■ 原文抜粋 ■
▼

今回は「春画を楽しむ9つのポイント」についてお話しさせていただきます。

春画 といえば、江戸時代に特に流行した性風俗を描いた絵画ですね。言ってみればエロティックアートということになります。

ただ、春画 は単なるエロティックアートではございません。

エロティックアートとはその目的が性的興奮を高めるためのものであり、今でいうとアダルトビデオやポルノ的なものに該当します。

しかし春画にはそれとは逆の特徴があります。

春画

性的興奮を高めるためのアートなら、男女のまぐわいだけを描けば良いのに、春画にはそれ以外の情報が非常に多く描かれています。

背景や道具など、様々な要素が詰め込まれ、情報が多すぎて男女の交わりに焦点が定まらない、という特徴があります。

次に、男女のまぐわいを描くにしても、性的興奮を高めるのが目的なら裸体で描くことが普通でしょう。ですが、春画は基本的に着物を着て描かれています。

着衣のまま行為に及んでいる姿が描かれ露出が少ないのです。これも、ただの性的アートとは異なる点になります。

喜多川歌麿「願いの糸ぐち」春画

 

さらに、春画では男性の性器も女性の性器も非常に大きくデフォルメされています。

葛飾北斎 「喜能会之故真通」 春画

性的興奮を高めるために大きく描いていると思いがちですが、実際はそれとは逆で、あまりにグロテスクになりすぎて興奮を抑えてしまうこともあります。

このように春画には性的興奮を高めるのとは真逆の特徴があるのですが、これはいったいどうしてこのような特徴を持つようになったのでしょうか?

それは当時の人々に春画がどのように受け入れられていたかが大きく関わってきます。

当時の江戸の人々にとって春画は一大エンターテインメントでした。

性的興奮を高める役割もあったものの、単なる性交描写では鑑賞者に飽きられてしまいます。

そこで絵師たちは様々な工夫を凝らし、娯楽性を高めるために試行錯誤を重ねていったのです。

絵の内容もどんどんと進化し、より多くの情報を詰め込み、楽しませる工夫が施されました。

今回はそんな一大エンターテイメントであった春画の魅力を深く楽しむためのポイントを、ここで九つご紹介します。

これらのポイントを理解していただければ、より一層、春画の面白さが分かるようになるでしょう。ぜひ、最後までお付き合いください。

 

1. シチュエーション

では早速進めていきましょう。まず最初のポイントが「シチュエーション」ということで、設定になります。

場面設定、どういう場所で、どういう状況で行われているのか、またはどのような流れでその状況に至ったのかといった、シチュエーションが非常に凝っているというのが春画の特徴です。

そこを楽しむことが春画鑑賞のポイントになります。

具体的にどのようなシチュエーションがあるのか見ていきましょう。まずは、こちらの作品。

▲

■ 演習用データ ■
▼

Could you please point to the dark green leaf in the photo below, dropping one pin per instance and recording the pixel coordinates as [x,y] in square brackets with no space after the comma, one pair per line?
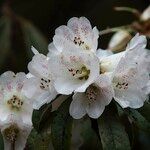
[112,132]
[138,119]
[39,117]
[145,111]
[61,127]
[39,141]
[1,142]
[33,37]
[90,139]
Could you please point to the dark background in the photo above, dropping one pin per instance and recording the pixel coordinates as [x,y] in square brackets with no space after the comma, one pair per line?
[46,16]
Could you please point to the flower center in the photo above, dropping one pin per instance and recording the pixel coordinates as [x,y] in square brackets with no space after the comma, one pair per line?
[45,83]
[81,74]
[11,133]
[15,102]
[91,93]
[79,42]
[120,84]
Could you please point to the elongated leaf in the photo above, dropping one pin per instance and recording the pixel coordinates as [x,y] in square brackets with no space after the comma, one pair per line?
[39,141]
[138,119]
[112,132]
[61,127]
[1,142]
[40,116]
[33,37]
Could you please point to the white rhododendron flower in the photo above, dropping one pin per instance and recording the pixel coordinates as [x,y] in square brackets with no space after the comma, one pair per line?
[39,87]
[12,98]
[77,34]
[131,75]
[93,100]
[15,133]
[74,71]
[109,62]
[146,14]
[119,40]
[52,50]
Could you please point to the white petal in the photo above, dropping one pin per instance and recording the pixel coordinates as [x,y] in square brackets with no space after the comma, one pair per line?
[6,80]
[34,50]
[119,40]
[109,64]
[19,80]
[77,106]
[137,42]
[92,63]
[106,91]
[31,87]
[52,50]
[63,39]
[65,82]
[100,53]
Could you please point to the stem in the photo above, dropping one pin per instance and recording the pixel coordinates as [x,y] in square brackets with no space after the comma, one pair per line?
[115,29]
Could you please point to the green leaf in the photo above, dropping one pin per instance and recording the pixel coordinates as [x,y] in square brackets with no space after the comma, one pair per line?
[39,117]
[89,137]
[138,119]
[39,141]
[112,132]
[61,127]
[33,37]
[5,27]
[1,142]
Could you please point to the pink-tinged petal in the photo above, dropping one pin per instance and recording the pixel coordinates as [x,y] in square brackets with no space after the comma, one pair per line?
[39,66]
[137,42]
[77,106]
[6,80]
[106,91]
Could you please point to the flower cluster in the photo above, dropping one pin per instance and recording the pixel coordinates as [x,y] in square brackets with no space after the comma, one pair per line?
[74,65]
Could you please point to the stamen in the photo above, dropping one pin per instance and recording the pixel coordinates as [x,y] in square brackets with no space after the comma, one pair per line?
[81,74]
[79,42]
[15,103]
[91,93]
[11,133]
[44,83]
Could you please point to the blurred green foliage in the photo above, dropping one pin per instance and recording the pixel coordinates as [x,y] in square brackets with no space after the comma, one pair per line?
[24,23]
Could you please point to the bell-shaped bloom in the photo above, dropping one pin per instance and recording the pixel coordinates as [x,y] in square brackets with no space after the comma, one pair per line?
[15,133]
[119,41]
[131,76]
[93,100]
[12,99]
[39,87]
[146,14]
[78,34]
[73,71]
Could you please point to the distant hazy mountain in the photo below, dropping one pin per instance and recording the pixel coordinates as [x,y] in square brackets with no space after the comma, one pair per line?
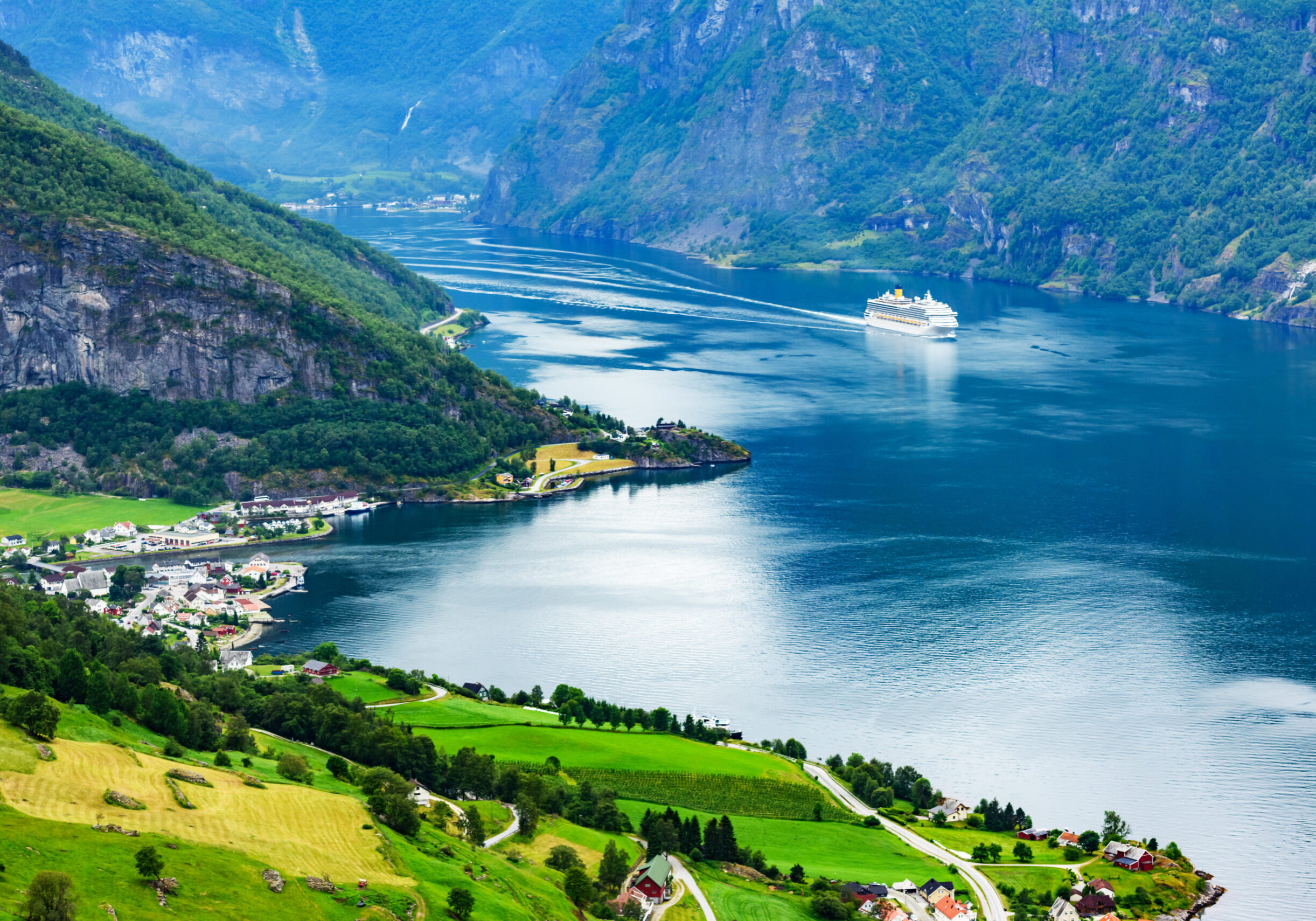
[316,88]
[1157,149]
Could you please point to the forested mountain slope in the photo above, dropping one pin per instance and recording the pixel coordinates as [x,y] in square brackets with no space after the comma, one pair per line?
[323,88]
[370,279]
[1161,150]
[138,308]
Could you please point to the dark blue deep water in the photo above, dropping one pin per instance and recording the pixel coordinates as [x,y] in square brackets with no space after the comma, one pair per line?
[1065,561]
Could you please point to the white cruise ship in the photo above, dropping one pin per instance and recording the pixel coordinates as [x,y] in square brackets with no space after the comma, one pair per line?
[916,316]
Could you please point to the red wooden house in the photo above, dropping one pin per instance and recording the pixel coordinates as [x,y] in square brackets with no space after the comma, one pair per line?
[654,880]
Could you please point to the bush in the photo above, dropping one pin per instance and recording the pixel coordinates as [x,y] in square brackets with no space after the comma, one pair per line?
[294,767]
[51,898]
[828,905]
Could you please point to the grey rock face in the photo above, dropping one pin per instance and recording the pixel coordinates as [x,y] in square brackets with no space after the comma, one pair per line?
[112,309]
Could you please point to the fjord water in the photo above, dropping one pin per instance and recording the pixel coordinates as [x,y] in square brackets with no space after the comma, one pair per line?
[1064,561]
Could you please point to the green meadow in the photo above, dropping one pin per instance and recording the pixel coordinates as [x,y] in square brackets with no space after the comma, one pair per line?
[739,899]
[837,850]
[36,514]
[604,747]
[965,840]
[453,711]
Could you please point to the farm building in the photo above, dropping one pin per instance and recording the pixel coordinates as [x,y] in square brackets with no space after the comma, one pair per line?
[653,880]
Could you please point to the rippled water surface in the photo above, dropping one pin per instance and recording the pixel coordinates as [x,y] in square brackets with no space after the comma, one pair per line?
[1065,561]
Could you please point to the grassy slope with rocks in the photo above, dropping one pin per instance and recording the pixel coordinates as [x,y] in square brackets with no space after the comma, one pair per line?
[1154,151]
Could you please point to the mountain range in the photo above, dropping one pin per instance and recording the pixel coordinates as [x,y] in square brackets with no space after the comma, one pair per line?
[1157,150]
[248,88]
[1144,150]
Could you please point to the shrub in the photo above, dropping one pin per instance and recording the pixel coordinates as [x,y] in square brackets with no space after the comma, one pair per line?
[51,898]
[294,767]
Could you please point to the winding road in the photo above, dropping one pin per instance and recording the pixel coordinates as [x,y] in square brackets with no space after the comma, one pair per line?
[991,907]
[438,693]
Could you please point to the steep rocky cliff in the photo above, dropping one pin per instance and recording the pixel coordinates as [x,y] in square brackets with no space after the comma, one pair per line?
[112,309]
[322,88]
[1157,150]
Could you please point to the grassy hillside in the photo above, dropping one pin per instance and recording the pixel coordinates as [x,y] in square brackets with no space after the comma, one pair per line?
[601,747]
[1133,151]
[837,850]
[453,711]
[322,88]
[34,514]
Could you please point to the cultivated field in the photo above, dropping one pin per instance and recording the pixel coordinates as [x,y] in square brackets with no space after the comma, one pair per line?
[839,850]
[747,902]
[1039,880]
[453,710]
[965,840]
[40,514]
[604,747]
[296,829]
[589,844]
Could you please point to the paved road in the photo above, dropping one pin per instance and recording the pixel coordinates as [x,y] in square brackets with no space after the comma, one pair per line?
[511,829]
[688,881]
[438,693]
[990,908]
[431,327]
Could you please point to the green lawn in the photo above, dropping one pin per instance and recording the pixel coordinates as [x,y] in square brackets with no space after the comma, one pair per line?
[215,881]
[831,849]
[739,899]
[964,840]
[453,710]
[370,689]
[603,747]
[36,514]
[1039,880]
[1175,889]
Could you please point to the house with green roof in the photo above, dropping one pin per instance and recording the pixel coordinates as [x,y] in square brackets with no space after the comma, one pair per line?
[653,880]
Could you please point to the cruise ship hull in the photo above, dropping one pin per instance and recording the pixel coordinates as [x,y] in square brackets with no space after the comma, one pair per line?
[927,331]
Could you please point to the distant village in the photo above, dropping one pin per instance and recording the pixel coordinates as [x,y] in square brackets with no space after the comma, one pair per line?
[455,202]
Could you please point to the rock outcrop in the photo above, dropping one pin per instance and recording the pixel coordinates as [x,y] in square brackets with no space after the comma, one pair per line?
[111,309]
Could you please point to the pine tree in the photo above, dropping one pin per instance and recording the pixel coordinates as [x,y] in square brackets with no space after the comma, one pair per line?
[100,695]
[612,869]
[712,841]
[72,679]
[727,840]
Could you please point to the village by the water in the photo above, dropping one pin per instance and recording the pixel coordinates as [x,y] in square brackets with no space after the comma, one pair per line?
[169,580]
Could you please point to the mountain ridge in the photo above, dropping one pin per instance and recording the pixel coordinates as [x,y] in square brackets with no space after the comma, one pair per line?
[1151,150]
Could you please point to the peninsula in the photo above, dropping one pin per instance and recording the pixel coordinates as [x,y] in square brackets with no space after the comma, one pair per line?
[145,775]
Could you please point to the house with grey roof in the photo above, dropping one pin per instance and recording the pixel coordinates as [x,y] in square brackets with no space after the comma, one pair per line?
[233,660]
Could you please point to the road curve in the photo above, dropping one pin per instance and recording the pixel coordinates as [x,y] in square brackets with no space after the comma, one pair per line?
[688,880]
[991,908]
[438,693]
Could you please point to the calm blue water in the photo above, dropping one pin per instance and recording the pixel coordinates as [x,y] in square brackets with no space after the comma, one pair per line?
[1065,561]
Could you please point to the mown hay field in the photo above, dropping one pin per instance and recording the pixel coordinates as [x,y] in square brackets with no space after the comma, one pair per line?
[298,830]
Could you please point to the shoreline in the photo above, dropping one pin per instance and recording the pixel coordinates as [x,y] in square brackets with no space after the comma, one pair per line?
[581,478]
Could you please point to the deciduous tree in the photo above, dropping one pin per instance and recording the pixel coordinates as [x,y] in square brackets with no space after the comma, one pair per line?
[51,896]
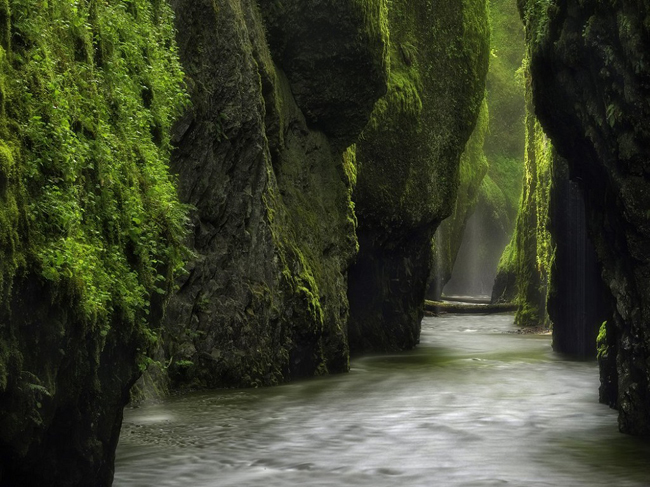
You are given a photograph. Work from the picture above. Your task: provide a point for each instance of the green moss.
(602, 345)
(533, 248)
(411, 145)
(473, 170)
(89, 92)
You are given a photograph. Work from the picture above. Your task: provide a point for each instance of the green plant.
(90, 90)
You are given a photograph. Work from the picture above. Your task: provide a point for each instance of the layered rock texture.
(408, 163)
(591, 81)
(90, 226)
(278, 92)
(451, 233)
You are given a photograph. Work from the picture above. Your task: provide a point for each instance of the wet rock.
(592, 86)
(408, 159)
(278, 93)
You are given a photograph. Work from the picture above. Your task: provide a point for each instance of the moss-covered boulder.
(408, 162)
(262, 158)
(591, 87)
(450, 235)
(90, 226)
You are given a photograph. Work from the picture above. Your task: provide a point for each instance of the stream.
(473, 405)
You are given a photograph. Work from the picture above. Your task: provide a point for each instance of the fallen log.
(437, 307)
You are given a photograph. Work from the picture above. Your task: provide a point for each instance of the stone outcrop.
(591, 81)
(278, 94)
(525, 266)
(450, 234)
(578, 301)
(474, 253)
(90, 226)
(408, 163)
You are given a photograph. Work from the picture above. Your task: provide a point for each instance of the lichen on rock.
(91, 229)
(591, 92)
(279, 93)
(408, 159)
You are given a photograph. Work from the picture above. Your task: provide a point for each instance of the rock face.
(408, 163)
(578, 301)
(451, 232)
(474, 251)
(592, 86)
(525, 266)
(90, 226)
(262, 157)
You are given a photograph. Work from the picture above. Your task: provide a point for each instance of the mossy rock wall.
(449, 235)
(475, 237)
(591, 82)
(526, 261)
(408, 163)
(262, 157)
(90, 226)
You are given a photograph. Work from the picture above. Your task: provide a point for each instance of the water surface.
(473, 405)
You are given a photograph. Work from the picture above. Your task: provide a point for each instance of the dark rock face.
(261, 156)
(592, 86)
(90, 226)
(408, 163)
(61, 409)
(453, 232)
(578, 302)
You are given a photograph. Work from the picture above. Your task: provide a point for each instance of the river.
(473, 405)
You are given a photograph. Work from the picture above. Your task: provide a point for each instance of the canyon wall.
(591, 83)
(408, 163)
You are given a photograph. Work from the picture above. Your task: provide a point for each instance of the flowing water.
(473, 405)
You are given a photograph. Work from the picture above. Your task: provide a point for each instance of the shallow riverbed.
(473, 405)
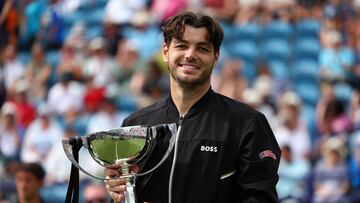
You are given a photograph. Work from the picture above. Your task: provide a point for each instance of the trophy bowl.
(125, 146)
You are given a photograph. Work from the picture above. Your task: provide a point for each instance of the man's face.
(27, 185)
(190, 59)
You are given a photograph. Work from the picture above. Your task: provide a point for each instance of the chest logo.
(267, 153)
(208, 148)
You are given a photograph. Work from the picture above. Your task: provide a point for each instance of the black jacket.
(226, 153)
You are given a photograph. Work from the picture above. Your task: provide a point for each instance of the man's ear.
(165, 52)
(216, 58)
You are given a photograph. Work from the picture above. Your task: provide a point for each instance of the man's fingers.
(111, 172)
(116, 182)
(117, 197)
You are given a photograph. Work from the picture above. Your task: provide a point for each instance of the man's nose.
(190, 53)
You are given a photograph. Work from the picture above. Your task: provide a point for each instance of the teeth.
(190, 67)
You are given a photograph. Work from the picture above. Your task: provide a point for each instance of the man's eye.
(180, 46)
(204, 49)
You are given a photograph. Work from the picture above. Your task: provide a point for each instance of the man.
(29, 179)
(225, 152)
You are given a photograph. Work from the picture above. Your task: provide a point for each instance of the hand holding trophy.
(126, 146)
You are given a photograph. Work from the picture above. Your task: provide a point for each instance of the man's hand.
(116, 186)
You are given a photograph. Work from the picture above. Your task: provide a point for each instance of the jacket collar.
(197, 107)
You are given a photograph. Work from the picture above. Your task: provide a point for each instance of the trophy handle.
(67, 145)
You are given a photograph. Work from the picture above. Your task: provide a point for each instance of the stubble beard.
(191, 84)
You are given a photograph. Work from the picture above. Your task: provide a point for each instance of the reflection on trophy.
(126, 146)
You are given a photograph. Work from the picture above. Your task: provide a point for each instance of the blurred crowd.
(73, 67)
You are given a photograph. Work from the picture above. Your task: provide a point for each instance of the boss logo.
(208, 149)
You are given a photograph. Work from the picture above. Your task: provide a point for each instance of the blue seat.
(307, 47)
(305, 69)
(279, 69)
(308, 91)
(94, 31)
(308, 27)
(343, 91)
(24, 57)
(278, 30)
(249, 71)
(248, 31)
(95, 17)
(53, 58)
(276, 49)
(245, 50)
(228, 29)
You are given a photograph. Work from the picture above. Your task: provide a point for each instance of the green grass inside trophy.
(127, 145)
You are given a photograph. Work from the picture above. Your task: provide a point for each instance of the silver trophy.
(126, 146)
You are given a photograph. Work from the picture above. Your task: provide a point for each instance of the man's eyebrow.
(202, 43)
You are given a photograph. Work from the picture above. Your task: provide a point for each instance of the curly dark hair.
(174, 28)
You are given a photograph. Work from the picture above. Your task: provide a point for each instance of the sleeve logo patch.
(267, 153)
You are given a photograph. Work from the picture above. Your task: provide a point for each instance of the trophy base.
(130, 195)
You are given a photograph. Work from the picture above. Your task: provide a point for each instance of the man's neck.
(35, 199)
(184, 97)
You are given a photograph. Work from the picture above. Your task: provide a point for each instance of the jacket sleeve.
(259, 157)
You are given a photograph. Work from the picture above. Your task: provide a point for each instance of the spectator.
(9, 134)
(230, 82)
(5, 7)
(354, 167)
(335, 60)
(71, 59)
(51, 33)
(293, 175)
(40, 137)
(331, 180)
(107, 117)
(33, 11)
(121, 12)
(13, 69)
(25, 110)
(100, 64)
(69, 92)
(29, 180)
(38, 74)
(129, 69)
(291, 130)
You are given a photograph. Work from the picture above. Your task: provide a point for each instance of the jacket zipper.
(174, 158)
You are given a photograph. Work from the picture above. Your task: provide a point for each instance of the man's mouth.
(189, 67)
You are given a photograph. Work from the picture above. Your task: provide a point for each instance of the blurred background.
(72, 67)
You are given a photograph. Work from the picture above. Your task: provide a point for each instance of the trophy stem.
(129, 193)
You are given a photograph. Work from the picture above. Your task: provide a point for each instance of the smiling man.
(225, 151)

▲

■ 練習問題 ■
1: データの行のうち、「the blurred background.」を含む行から末尾の行まですべてを、列名「文面」と「回答」の2列CSVで表せ。1行につき1レコードとし、文面と回答はそれぞれ二重引用符で囲んだ1フィールドに収め、改行は空白に置き換えること。
2: 春画についての文章を、最後の文の後から書き継げ。
春画についての文章とデータの各行は、互いに無関係である。

■ 解答 ■
1:
文面,回答
"You are given a photograph. Work from the picture above. Your task: provide a point for each instance of the blurred background.","(72, 67)"
"You are given a photograph. Work from the picture above. Your task: provide a point for each instance of the trophy stem.","(129, 193)"
"You are given a photograph. Work from the picture above. Your task: provide a point for each instance of the smiling man.","(225, 151)"

2:
北尾重政「笑本春の曙」  春画

これは外、庭のような場所で、男女がまぐわいをしようとしている場面です。しかし、その間に垣根があります。垣根越しに男女がまぐわっているという構図です。

「垣根を超えてまぐわっているなら、垣根を避ければよかったのでは?」と思いますが、その不自然さが逆に面白さを醸し出しています。

また、男性は少し怒っている様子です。

なぜ怒っているのかというと、犬が近づいているからです。

犬が来ていることで行為が邪魔され、「ちょっとうるさいから集中できない」という理由で怒っているのです。

このシーンは外で性交をしているときに犬が邪魔することがあるかもしれない、ということを鑑賞者に想像させ、クスッと笑わせるような場面設定となっています。

 

次の作品を見てみましょう。

歌川豊国 「絵本開中鏡」 春画

こちらは室内でお殿様と側室が交わっている場面です。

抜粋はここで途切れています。